Can you rewrite everything from the start of the listing down to and including the line containing "50L327 93L337 110L356", replacing "prompts" with "inputs" and changing nothing else?

+ + +

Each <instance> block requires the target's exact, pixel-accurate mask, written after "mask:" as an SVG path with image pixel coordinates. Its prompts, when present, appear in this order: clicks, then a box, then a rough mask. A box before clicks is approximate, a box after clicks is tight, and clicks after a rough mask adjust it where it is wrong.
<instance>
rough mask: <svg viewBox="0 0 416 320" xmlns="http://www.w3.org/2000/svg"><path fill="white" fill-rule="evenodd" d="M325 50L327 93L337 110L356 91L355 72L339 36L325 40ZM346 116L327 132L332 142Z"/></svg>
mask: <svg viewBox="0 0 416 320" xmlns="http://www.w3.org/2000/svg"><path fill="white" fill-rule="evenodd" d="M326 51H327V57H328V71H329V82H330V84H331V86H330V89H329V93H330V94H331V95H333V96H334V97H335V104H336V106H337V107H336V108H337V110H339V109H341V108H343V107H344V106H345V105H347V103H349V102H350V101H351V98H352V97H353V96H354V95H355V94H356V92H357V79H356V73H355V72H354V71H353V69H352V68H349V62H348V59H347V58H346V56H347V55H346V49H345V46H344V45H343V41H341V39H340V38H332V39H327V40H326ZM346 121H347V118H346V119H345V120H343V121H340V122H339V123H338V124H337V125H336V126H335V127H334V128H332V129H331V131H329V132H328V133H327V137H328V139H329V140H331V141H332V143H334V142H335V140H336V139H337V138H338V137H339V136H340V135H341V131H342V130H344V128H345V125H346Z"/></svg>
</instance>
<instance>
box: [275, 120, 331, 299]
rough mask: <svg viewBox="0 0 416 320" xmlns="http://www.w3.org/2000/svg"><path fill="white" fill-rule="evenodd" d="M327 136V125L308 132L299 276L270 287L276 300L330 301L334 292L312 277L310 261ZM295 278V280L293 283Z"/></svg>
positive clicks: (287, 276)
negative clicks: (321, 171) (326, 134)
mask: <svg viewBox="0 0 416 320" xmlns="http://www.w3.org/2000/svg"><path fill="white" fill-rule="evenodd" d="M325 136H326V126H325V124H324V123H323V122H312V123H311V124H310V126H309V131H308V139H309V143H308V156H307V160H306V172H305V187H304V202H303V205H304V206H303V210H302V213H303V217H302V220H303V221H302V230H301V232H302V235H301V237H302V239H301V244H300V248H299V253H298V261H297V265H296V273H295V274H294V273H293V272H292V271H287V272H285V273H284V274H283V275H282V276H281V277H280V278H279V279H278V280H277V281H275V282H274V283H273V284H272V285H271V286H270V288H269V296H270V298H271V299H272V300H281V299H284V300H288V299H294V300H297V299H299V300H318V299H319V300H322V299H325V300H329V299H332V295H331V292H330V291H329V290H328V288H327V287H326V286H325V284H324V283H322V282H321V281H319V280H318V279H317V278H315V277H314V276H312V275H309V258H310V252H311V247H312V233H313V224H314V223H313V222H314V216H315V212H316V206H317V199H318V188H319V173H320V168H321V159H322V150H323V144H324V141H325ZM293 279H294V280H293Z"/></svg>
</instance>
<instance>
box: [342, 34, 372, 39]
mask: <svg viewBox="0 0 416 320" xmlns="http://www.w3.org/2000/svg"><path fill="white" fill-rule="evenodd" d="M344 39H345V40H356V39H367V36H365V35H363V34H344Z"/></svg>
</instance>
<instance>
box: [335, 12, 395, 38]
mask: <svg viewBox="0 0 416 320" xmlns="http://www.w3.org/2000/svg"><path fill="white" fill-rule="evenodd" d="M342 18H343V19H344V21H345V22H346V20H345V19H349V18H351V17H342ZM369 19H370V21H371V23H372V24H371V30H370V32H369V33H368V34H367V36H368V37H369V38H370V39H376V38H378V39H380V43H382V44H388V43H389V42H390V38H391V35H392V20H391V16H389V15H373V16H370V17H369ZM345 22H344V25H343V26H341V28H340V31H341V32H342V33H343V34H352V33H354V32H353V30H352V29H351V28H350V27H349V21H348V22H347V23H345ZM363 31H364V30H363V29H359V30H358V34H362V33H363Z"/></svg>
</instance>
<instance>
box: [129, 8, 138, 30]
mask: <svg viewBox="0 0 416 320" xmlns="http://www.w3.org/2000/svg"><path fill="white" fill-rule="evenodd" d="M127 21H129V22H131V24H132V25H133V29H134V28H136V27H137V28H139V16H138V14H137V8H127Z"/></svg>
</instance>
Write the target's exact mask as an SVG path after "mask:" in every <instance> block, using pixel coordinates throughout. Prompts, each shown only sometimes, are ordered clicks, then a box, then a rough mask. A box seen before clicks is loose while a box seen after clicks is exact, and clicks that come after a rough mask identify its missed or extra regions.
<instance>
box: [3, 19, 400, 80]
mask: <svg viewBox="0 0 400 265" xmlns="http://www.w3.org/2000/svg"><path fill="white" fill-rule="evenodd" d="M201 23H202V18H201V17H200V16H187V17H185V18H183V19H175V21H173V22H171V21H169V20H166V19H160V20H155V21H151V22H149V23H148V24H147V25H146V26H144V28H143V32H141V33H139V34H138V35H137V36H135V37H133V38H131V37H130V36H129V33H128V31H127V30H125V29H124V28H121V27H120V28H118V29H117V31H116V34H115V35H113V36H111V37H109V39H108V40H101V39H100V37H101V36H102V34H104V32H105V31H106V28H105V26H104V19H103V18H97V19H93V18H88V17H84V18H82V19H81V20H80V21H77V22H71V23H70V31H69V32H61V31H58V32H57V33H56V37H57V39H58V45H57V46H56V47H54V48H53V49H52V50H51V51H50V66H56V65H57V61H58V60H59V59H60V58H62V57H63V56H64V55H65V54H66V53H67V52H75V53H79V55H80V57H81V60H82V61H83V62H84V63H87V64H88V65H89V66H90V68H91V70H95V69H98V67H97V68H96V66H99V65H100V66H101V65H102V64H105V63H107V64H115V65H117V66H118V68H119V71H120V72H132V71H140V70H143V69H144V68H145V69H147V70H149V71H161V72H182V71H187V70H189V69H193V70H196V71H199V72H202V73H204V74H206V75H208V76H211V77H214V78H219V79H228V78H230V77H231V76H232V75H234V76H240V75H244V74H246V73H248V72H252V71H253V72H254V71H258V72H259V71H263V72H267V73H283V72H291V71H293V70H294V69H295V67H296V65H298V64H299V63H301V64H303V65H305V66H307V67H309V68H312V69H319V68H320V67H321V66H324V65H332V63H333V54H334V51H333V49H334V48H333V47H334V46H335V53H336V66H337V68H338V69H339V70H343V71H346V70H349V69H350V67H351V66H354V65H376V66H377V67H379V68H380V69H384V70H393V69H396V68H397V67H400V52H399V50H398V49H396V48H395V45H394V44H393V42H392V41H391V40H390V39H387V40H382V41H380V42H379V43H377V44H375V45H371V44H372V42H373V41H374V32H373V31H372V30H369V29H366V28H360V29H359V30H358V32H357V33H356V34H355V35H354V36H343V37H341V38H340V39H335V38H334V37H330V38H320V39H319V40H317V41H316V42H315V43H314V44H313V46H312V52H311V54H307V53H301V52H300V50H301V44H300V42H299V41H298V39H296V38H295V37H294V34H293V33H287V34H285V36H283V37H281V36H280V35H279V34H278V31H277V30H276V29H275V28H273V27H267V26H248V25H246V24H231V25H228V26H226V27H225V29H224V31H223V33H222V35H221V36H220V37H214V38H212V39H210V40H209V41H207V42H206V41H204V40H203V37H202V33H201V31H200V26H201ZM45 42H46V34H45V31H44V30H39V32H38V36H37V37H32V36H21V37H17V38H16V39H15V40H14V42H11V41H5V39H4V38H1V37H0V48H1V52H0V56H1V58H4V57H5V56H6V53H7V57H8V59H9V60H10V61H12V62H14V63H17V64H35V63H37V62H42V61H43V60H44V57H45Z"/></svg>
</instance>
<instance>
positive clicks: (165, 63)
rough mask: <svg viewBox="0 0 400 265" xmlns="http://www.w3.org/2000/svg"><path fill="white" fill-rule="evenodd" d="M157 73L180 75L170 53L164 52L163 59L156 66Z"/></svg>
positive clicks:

+ + +

== RESULT ==
Each <instance> block requires the target's exact, pixel-accurate mask, written after "mask:" as an SVG path with image pixel coordinates. Its inputs, when present, appear in this order: clicks, then a box, then a rough mask. A box before clicks is approximate, a box after clicks is tight, and clicks after a rough mask adjust it where it is wrong.
<instance>
rough mask: <svg viewBox="0 0 416 320" xmlns="http://www.w3.org/2000/svg"><path fill="white" fill-rule="evenodd" d="M325 50L327 93L337 110L356 91L355 72L339 36L325 40ZM346 116L327 132L332 142Z"/></svg>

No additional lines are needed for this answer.